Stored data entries

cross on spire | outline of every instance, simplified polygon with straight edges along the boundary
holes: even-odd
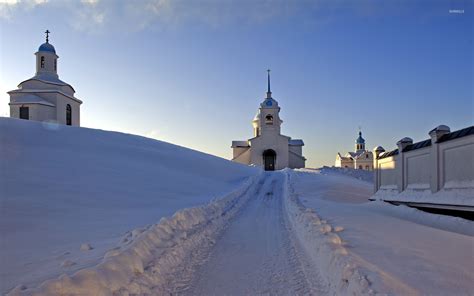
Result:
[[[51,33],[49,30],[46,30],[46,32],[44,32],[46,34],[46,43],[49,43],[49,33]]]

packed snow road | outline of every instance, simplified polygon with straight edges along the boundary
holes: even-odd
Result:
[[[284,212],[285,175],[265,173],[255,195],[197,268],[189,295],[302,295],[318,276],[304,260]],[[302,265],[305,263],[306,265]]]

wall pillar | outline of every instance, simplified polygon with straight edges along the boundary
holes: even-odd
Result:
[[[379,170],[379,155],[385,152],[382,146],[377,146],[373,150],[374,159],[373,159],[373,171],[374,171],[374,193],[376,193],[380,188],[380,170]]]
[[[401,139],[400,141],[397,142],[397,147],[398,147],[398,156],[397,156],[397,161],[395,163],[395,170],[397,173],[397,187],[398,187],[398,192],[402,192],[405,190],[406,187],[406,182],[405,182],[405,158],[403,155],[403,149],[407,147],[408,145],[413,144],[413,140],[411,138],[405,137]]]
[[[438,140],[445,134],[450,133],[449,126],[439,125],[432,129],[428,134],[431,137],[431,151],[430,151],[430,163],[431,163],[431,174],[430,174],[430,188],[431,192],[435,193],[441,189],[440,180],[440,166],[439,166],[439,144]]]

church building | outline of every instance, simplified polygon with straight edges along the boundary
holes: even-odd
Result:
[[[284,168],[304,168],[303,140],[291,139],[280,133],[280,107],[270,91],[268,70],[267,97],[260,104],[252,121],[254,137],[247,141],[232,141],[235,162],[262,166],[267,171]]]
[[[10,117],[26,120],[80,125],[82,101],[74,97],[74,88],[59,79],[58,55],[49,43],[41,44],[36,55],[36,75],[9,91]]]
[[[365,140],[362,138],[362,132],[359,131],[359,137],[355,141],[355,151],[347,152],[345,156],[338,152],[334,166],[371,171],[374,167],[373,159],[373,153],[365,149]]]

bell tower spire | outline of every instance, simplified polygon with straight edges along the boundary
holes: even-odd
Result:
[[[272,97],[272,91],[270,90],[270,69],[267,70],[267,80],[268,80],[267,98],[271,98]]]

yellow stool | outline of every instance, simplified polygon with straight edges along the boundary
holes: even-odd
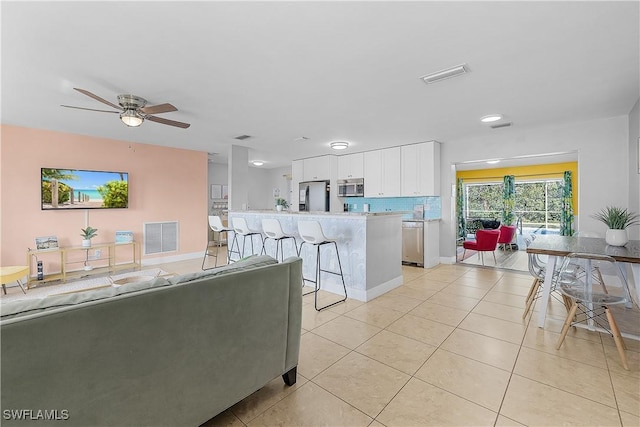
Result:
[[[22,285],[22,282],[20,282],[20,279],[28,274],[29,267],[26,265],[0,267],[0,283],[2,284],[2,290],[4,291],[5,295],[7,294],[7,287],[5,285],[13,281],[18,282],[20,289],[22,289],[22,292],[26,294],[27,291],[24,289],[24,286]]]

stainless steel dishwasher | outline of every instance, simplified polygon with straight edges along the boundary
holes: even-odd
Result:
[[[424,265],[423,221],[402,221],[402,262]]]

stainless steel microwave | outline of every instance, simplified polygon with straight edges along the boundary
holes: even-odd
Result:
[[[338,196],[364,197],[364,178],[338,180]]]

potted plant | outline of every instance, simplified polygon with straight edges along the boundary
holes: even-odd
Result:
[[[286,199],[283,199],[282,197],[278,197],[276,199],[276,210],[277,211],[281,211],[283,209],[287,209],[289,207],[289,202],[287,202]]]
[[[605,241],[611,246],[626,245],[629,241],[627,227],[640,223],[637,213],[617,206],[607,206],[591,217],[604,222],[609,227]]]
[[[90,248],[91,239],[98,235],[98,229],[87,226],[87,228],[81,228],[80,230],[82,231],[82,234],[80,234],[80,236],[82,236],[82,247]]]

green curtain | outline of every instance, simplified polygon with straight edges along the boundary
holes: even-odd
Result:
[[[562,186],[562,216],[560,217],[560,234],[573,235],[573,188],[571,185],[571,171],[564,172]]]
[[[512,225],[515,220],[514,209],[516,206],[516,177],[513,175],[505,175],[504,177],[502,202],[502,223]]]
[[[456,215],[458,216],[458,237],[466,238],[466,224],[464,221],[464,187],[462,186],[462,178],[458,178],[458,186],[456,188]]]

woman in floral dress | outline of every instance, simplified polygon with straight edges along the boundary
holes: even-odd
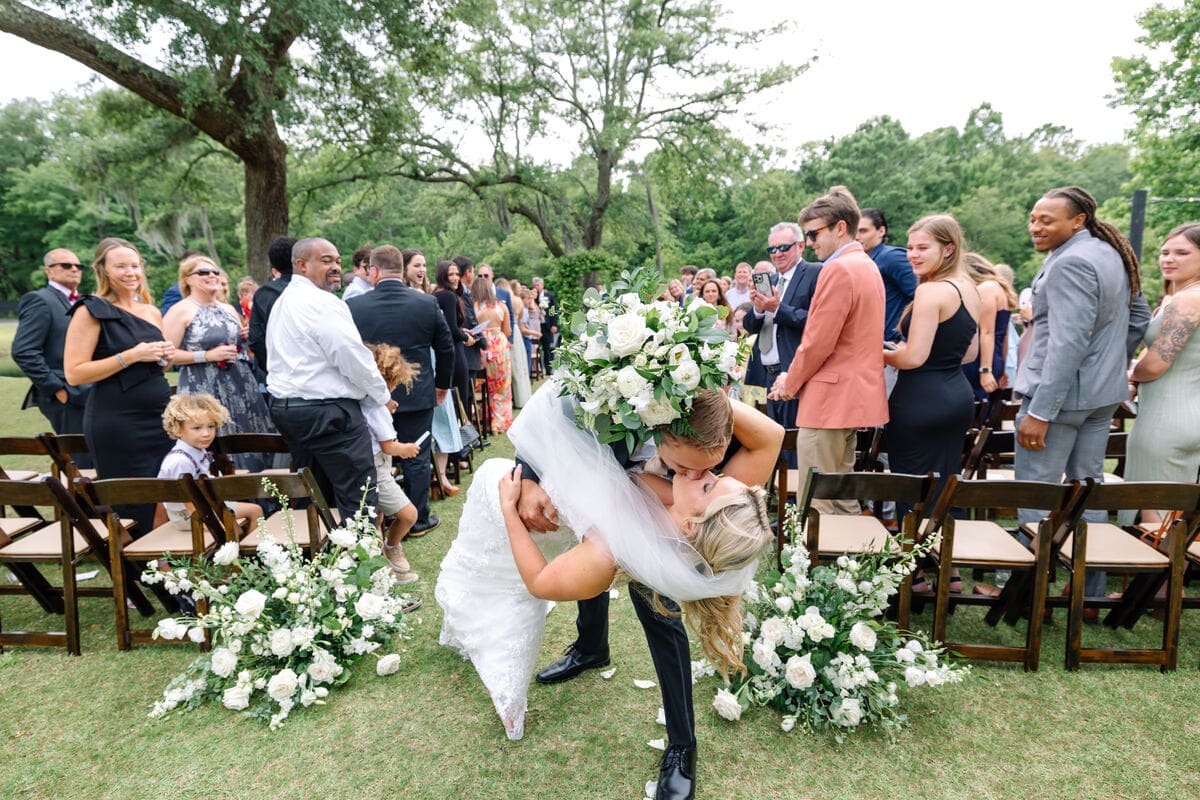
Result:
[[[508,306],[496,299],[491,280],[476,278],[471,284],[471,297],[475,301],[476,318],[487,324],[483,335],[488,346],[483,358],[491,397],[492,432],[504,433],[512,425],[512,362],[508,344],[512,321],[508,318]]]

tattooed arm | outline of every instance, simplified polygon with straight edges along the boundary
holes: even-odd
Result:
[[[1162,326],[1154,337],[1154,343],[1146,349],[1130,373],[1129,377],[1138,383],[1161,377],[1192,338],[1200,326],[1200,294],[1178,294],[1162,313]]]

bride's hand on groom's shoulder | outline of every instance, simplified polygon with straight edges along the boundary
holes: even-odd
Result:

Work item: Each line from the one containing "tattooed arm |" through the last line of the entries is to be copied exactly, with no other lines added.

Reply:
tattooed arm | outline of every instance, simplified polygon with straight edges along the boundary
holes: even-odd
Result:
[[[1162,326],[1154,337],[1154,343],[1146,349],[1130,373],[1129,377],[1138,383],[1161,377],[1192,338],[1200,326],[1200,294],[1178,294],[1162,313]]]

bride's hand on groom's shoulder | outline of every instance, simplified polygon with straight edges along the boundary
holes: even-odd
Result:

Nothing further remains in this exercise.